Exercise description: Return every line in the rows below that contains the word "water", copied without change.
--
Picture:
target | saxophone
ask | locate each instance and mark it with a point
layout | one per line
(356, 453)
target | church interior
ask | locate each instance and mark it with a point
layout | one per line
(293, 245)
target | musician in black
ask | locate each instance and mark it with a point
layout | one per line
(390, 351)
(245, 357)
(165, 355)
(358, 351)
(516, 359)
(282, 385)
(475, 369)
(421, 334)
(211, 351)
--
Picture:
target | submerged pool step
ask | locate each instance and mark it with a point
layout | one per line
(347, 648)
--
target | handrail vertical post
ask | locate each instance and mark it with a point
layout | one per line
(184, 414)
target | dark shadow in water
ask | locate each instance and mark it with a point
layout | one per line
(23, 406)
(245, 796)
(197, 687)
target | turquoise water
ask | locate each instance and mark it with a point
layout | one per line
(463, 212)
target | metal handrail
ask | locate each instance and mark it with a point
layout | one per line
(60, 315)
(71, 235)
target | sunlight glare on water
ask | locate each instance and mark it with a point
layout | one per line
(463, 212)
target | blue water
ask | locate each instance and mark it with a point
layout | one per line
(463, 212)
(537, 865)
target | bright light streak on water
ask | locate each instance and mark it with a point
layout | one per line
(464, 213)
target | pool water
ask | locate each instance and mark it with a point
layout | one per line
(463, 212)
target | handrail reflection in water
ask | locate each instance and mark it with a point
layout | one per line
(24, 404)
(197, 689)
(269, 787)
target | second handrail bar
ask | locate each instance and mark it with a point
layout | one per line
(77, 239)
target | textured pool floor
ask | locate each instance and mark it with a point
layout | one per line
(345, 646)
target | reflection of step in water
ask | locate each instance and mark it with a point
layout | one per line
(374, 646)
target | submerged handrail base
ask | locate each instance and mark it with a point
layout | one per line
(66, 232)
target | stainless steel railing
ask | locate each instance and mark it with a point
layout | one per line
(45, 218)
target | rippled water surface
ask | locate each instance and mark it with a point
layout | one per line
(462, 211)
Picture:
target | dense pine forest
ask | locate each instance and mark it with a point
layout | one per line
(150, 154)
--
Output of the task:
target | dark shadow in water
target | turquoise water
target | sunlight glare on water
target | blue water
target | bright light streak on water
target | pool water
target | handrail reflection in water
target | reflection of step in water
target | rippled water surface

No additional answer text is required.